§ SOURCE PASSAGE
>>>>
Tuesday, June 21, 2016

Attention Great Lakes water-diverting Governors: It was always about development

[Update] These people are without shame:
Waukesha's business community applauds water ruling
About the diversion's approval - - here's a profile of the DNR - - the Wisconsin water management agency which promises to enforce (wink-wink) what is supposed to be a conservation agreement.

Also - - Take it from the Metropolitan Milwaukee Chamber of Commerce - - southeastern Wisconsin's regional chamber of commerce: the Waukesha diversion, as a Waukesha business group said long ago, is all about growth - - as the Waukeshabusiness community has been saying since 2010 - - and not the conservation of a world-class finite fresh water supply:


Great Lakes Governors Give unanimous boost to regional economy
Today representatives from the Great Lakes states and provinces unanimously approved the City of Waukesha's request to use and return water from Lake Michigan. This approval is the first for a great lakes water request from a "straddling community" - a municipality located outside of the Great Lakes Basin but within a county that has areas within the it. Providing communities like these access to Great Lakes water was one of MMAC's priorities when lobbying for the Great Lakes Compact.

Access to abundant fresh water resources is a major advantages of the southeastern Wisconsin regional economy. By allowing the Great Lakes Compact to work as designed and approving the Waukesha request after an extremely rigorous review and amendment process, the Great Lakes governors made a strong statement that environmental protection and economic vitality need not be mutually exclusive goals for the region.

Under the Waukesha request, 100% of the water diverted from the Great Lakes will be returned via the Root River. The review by the Great Lakes Compact regional body showed that under Waukesha's diversion plan both the amount and the quality of water in the Great Lakes basin would increase.

>>View MMAC's entire pro-business public policy agenda

 
Steve Baas
MMAC Senior VP of Governmental Affairs

8 comments:

Anonymous said...

Now that they have access, Waukesha will take whatever it wants for whatever purpose it wants -- agreement be damned -- WHO'S GONNA ENFORCE IT? SCOTTY'S DNR?!?!?!?!?!

This is BS and there will be lawsuits.

Anonymous said...

@Anonymous Of course there will be lawsuits, that what the left does. Act 10, RTW, John Doe, prevailing wage, school choice, voter ID, redistricting, on and on and on. But, keep it up, I enjoy seeing the left kicked around.

CJ said...

Check their FEC reports and see which governors benefit campaign wise from their decision. Follow the money. Always follow the money.

Jake formerly of the LP said...

You really have nothing going on, do you dead-ender? You certainly don't value quality of life, that's obvious.
<<<<
§ RECORD EXTRACTS
>>>>
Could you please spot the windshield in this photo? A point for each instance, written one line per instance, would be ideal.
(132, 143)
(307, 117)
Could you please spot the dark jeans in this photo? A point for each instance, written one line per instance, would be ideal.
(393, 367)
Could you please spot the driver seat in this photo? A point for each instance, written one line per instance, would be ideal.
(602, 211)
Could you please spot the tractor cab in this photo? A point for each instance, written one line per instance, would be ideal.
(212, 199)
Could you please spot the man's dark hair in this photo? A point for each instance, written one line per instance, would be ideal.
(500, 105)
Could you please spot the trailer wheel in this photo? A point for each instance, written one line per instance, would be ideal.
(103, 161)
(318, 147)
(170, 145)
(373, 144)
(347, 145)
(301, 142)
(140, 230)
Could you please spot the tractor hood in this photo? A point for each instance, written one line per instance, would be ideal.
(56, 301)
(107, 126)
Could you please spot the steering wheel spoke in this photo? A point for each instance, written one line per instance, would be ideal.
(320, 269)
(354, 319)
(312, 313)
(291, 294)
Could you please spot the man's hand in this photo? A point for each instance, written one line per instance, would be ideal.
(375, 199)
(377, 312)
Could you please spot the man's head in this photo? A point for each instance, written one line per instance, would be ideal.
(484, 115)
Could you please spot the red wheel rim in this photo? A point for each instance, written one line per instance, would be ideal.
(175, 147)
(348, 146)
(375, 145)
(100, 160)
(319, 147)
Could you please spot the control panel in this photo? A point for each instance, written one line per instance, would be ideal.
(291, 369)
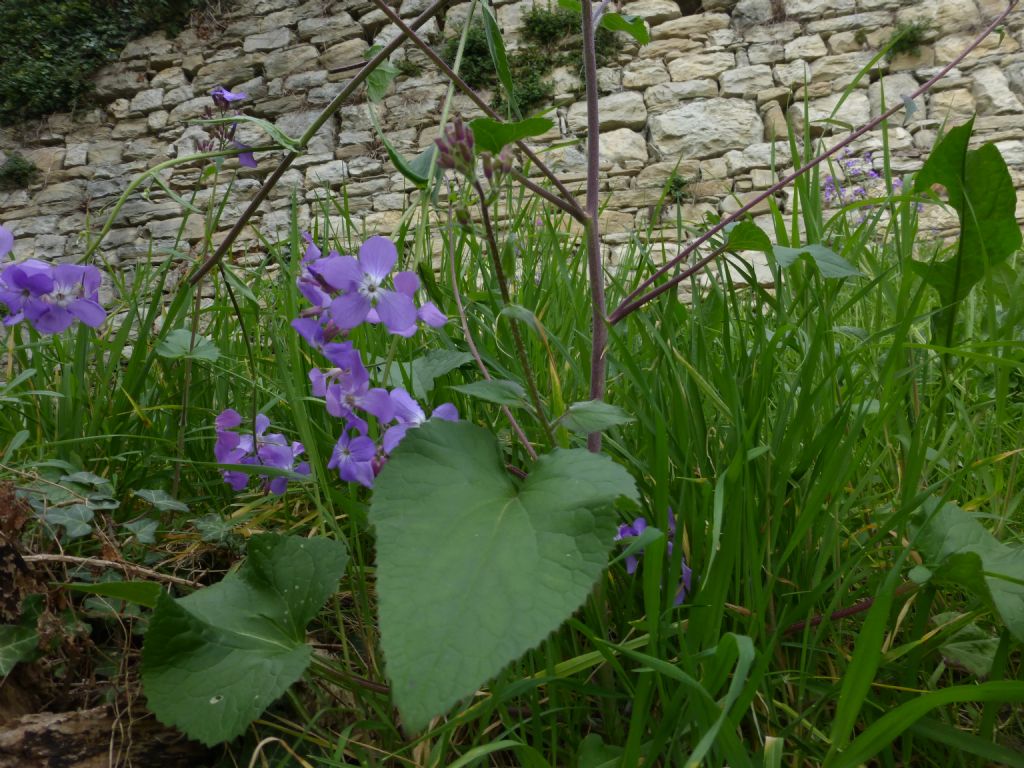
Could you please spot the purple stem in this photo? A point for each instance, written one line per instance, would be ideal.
(599, 329)
(638, 298)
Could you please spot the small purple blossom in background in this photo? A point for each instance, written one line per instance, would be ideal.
(223, 97)
(50, 297)
(257, 449)
(634, 529)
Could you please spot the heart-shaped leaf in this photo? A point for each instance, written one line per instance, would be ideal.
(475, 568)
(214, 660)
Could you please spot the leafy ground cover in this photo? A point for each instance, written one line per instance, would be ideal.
(296, 512)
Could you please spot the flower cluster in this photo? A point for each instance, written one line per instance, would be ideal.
(345, 292)
(257, 449)
(223, 135)
(50, 297)
(634, 529)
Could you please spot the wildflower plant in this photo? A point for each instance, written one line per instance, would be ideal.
(486, 540)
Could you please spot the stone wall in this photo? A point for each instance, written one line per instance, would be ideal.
(706, 98)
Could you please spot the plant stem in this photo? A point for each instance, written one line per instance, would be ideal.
(599, 329)
(638, 298)
(503, 285)
(576, 211)
(464, 322)
(326, 115)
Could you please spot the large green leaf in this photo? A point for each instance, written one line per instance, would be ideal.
(474, 568)
(981, 190)
(493, 135)
(214, 660)
(961, 553)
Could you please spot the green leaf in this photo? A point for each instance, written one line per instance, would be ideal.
(76, 519)
(144, 530)
(961, 553)
(493, 135)
(17, 643)
(631, 25)
(424, 371)
(502, 391)
(140, 593)
(161, 500)
(497, 47)
(747, 236)
(381, 77)
(594, 416)
(176, 346)
(828, 262)
(981, 190)
(474, 568)
(214, 660)
(970, 647)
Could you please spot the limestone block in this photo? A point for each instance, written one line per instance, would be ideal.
(340, 54)
(698, 24)
(940, 16)
(290, 60)
(625, 110)
(76, 155)
(807, 47)
(747, 81)
(642, 73)
(855, 111)
(623, 147)
(991, 91)
(706, 127)
(817, 8)
(147, 100)
(329, 30)
(653, 11)
(115, 82)
(273, 39)
(666, 95)
(331, 173)
(226, 74)
(896, 87)
(701, 66)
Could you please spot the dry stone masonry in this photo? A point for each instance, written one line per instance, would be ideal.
(710, 99)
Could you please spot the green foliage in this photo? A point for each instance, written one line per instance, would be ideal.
(486, 567)
(552, 38)
(214, 660)
(16, 172)
(46, 67)
(906, 38)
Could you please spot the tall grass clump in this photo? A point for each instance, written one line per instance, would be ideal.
(751, 504)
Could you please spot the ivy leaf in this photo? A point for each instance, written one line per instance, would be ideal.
(962, 554)
(161, 500)
(76, 519)
(594, 416)
(381, 77)
(214, 660)
(493, 135)
(475, 568)
(830, 264)
(502, 391)
(176, 346)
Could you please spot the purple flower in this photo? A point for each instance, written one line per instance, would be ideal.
(73, 295)
(257, 449)
(354, 459)
(410, 415)
(632, 530)
(223, 97)
(363, 282)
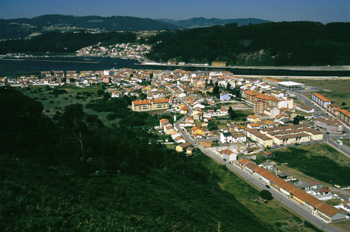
<<<<
§ TASKS TO COMPLETE
a: Answer each question from the Waukesha diversion post, one answer per line, marked like the questions:
(i) Through which river will the diverted water be returned?
(ii) What title is given for Steve Baas?
(iii) Since what year has the Waukesha business community been saying the diversion is about growth?
b: Please list every matter the second comment in the Waukesha diversion post names after "that what the left does."
c: Pick up the Waukesha diversion post after its final comment and keep it going in the same style.

§ RESULTS BY TASK
a:
(i) The Root River
(ii) MMAC Senior VP of Governmental Affairs
(iii) 2010

b: Act 10, RTW, John Doe, prevailing wage, school choice, voter ID, redistricting

c:
And by the way, outside of Wisconsin kangaroo court at the Capitol, it ain't the "left" getting kicked around these days. And more is to come, suburb boy.

Anonymous said...

@anon 6:22

Not everyone in Waukesha County will be pleased with this decision. It's the city of Waukesha residents that foot the bill at the expense of growth in Waukesha County.

Think about this smart-ass.

Water bills (and sewer)in the city are going to triple within the next year because the water utility and the city combined don't have sufficient credit to bond this white elephant. So the financial model involves a pay-as-you-go component.

City of Waukesha residents will has enormous water/sewer bills for, at minimum 6 years before they see 1 freakin' drop of Lake Michigan water. Even then the bills will never drop because they will be paying to maintain 2 utilities, the piping infrastructure, and Waukesha's distribution system and administration.

There was never a fiscal socio-economic study performed on the impact to the poor, elderly, minority and handicapped populations of the City of Waukesha.

Add to the that the discriminatory rate structure currently in place where commercial and industrial customers pay a declining rate structure whereas residential rates are increased the more you use. You have more than a 4 member family, it's already expensive.

There's plenty to sue for. In the end, I've made up my mind to leave the city before my property value plummets.

You'd have to be a real time dumb ass to stay.

Anonymous said...

James you're update was hilarious!

The J/S article interviews business leaders in Waukesha County whom are so glad their employees won't need to worry about Radium in their drinking water because they're switching to a Lake Michigan option.

The court ordered deadline is June 30,2018. The project won't be completed until 2021 at the very earliest. Waukesha is planning to seek a court ordered deadline extension to be Radium compliant for another 5 to 6 years.

If they were all concerned about Radium, Waukesha should have stopped pursuit of Lake Michigan water and became radium compliant just like every other community in Waukesha County on the deep aquifer, like Pewaukee.

Anonymous said...

Didn't one of the last proposals submitted by Waukesha remove or downplay the reference to radium in the water?

Anonymous said...

Waukesha used the radium issue to justify needing another source of water to meet the 2018 deadline. When they released a memo in 2014 saying they couldn't meet the deadline and planned to ask a judge for an extension until 2020 (now 2021) they could no longer claim the justified need as a contaminated water supply. The Regional Body in their findings clearly state that Waukesha must be Radium compliant by a June 30, 2018 court order. They may have been throwing the opposition a bone.